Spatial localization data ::
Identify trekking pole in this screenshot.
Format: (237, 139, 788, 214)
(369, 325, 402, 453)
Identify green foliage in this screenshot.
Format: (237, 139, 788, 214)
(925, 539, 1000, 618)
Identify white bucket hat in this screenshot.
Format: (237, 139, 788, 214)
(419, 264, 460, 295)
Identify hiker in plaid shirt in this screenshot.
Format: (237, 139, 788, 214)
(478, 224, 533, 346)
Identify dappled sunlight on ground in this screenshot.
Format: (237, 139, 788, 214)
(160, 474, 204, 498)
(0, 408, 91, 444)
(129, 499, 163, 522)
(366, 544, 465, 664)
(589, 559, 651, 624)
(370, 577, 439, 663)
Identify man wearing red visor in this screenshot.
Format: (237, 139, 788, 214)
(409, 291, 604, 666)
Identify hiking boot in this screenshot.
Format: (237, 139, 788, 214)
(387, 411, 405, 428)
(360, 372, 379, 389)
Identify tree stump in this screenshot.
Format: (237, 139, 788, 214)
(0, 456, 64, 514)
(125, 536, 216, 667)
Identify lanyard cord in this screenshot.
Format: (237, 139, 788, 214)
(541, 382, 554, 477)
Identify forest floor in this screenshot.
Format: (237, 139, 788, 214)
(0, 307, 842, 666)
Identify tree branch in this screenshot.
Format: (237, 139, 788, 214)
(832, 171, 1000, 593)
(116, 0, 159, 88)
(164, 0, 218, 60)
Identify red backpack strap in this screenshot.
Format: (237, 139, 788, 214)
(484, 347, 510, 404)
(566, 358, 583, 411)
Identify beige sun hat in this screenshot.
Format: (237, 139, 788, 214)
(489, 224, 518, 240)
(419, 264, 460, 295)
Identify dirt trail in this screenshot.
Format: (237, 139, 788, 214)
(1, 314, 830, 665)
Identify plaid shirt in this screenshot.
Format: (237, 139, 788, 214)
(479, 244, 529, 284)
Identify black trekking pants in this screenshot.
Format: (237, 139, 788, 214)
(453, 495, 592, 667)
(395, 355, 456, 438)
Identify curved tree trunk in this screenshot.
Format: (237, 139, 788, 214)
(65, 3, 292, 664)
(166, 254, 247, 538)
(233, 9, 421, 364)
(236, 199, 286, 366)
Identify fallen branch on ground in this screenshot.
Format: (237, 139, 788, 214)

PROBLEM DETAILS :: Look through the data above. Copy every line with the string "branch" in it.

TASK SOLUTION ::
Identify tree branch in this screenshot.
Identify fallen branch on ground in this screenshot.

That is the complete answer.